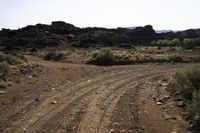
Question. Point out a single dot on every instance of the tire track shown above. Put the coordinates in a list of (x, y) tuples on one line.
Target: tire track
[(59, 107)]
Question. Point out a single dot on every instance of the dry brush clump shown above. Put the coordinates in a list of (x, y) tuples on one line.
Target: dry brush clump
[(7, 62), (56, 56), (187, 84), (107, 56)]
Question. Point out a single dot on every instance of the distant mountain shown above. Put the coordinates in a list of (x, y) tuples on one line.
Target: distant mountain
[(163, 31), (61, 33)]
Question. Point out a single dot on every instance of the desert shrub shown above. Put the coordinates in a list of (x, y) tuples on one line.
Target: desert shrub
[(107, 56), (10, 59), (4, 68), (2, 85), (188, 83), (188, 44), (54, 56), (103, 57), (166, 42), (176, 58)]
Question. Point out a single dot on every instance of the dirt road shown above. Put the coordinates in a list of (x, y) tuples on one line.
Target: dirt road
[(72, 98)]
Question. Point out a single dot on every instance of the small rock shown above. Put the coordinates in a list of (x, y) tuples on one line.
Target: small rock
[(122, 131), (129, 131), (158, 103), (111, 130), (167, 117), (180, 103), (143, 128), (196, 117), (2, 92)]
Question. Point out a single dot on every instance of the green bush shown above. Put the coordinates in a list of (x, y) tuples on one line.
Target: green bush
[(10, 59), (54, 56), (188, 44), (176, 58), (2, 85), (188, 83), (4, 68), (103, 57)]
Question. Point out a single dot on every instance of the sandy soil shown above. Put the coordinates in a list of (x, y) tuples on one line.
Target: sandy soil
[(78, 98)]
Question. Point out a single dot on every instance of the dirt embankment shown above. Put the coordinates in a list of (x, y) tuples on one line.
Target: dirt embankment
[(88, 99)]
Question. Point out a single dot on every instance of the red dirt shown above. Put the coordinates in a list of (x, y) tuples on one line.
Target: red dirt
[(78, 98)]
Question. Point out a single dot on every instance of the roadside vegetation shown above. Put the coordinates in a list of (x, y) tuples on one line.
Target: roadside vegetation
[(108, 56), (8, 61), (186, 86)]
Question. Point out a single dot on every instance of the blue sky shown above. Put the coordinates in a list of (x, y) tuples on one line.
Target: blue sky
[(162, 14)]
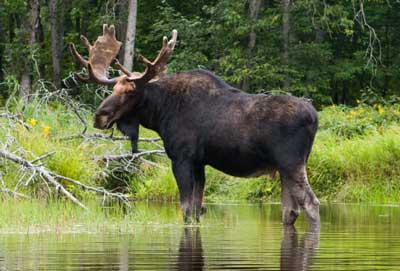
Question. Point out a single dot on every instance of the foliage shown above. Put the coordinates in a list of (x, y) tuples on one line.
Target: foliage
[(332, 55)]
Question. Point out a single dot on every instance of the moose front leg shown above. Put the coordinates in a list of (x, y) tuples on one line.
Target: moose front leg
[(184, 176), (198, 192)]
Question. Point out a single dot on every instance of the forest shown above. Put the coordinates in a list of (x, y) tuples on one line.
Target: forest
[(342, 55), (334, 52)]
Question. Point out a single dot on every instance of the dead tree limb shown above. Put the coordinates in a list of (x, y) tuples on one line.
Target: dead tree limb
[(108, 137), (46, 174), (128, 155), (52, 178)]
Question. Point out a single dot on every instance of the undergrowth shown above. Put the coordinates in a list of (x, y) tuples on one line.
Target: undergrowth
[(355, 158)]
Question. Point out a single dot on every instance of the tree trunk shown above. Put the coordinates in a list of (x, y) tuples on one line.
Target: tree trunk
[(31, 26), (285, 34), (130, 35), (254, 8), (56, 38)]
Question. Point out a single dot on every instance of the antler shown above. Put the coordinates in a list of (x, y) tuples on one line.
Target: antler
[(157, 66), (101, 55)]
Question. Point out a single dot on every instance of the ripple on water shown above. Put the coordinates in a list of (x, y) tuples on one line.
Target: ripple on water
[(248, 237)]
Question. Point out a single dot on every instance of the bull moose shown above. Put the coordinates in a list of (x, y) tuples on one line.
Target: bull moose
[(204, 121)]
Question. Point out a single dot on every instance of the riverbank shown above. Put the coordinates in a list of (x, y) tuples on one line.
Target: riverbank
[(355, 159)]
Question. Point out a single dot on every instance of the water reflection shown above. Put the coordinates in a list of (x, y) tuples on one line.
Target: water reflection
[(298, 255), (190, 250)]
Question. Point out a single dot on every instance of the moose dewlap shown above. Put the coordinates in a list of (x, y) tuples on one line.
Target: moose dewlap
[(204, 121)]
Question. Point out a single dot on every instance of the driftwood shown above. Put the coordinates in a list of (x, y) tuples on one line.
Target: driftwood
[(34, 169), (53, 178)]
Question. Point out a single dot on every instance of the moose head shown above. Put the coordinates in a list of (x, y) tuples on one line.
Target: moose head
[(127, 87)]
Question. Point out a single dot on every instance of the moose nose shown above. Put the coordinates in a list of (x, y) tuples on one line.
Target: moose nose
[(100, 122)]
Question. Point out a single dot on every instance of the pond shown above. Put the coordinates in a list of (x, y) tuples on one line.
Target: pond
[(241, 237)]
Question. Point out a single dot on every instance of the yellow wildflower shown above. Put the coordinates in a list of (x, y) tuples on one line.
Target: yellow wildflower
[(32, 122), (380, 110), (45, 130)]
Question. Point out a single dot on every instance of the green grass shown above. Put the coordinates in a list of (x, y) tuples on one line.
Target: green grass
[(355, 159)]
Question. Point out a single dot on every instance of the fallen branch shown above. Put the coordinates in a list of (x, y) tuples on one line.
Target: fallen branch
[(99, 190), (8, 191), (108, 137), (52, 177), (14, 118)]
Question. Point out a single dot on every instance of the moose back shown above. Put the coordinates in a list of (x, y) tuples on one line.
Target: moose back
[(204, 121)]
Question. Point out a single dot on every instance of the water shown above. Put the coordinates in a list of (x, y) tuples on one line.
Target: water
[(231, 237)]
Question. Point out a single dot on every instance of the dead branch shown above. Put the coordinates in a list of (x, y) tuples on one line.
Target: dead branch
[(8, 191), (46, 174), (108, 137), (15, 118), (52, 177), (128, 155), (99, 190)]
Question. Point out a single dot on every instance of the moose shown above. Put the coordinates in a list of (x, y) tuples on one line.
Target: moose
[(204, 121)]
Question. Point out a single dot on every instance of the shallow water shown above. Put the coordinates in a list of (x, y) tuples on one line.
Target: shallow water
[(241, 237)]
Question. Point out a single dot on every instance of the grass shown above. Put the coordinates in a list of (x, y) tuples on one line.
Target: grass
[(355, 159)]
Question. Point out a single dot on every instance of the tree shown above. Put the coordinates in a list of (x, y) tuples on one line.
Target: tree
[(31, 27), (56, 20), (130, 35), (285, 36), (254, 9)]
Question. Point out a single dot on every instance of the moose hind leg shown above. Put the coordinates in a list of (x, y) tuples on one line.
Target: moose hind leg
[(301, 191), (183, 172)]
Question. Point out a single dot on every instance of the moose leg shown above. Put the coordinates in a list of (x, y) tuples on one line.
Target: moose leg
[(290, 207), (198, 192), (183, 172), (302, 193)]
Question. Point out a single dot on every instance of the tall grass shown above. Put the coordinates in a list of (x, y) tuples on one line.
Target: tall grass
[(355, 159)]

WORK TO COMPLETE:
Rewrite the data as a JSON list of strings, one string per line, from its start through the line containing "[(163, 31), (61, 33)]", with both ends included and blank lines skipped. Leave the pictures out.

SOLUTION TO THE EXERCISE:
[
  "Question. Point out a single dot on every instance of the tire track shown above. Put the coordinates in a list of (x, y) tuples on one line.",
  "Target: tire track",
  "[(59, 107)]",
  "Question. Point out a single dot on every instance of the dry brush clump shown above. Put the coordinates in a list of (x, y) tuples on one line.",
  "Target: dry brush clump",
  "[(7, 62), (56, 56), (187, 84), (107, 56)]",
  "Question. Point out a single dot on every instance of the distant mountain shown above. Put the coordinates in a list of (x, y) tuples on one line.",
  "Target: distant mountain",
  "[(163, 31), (61, 33)]"
]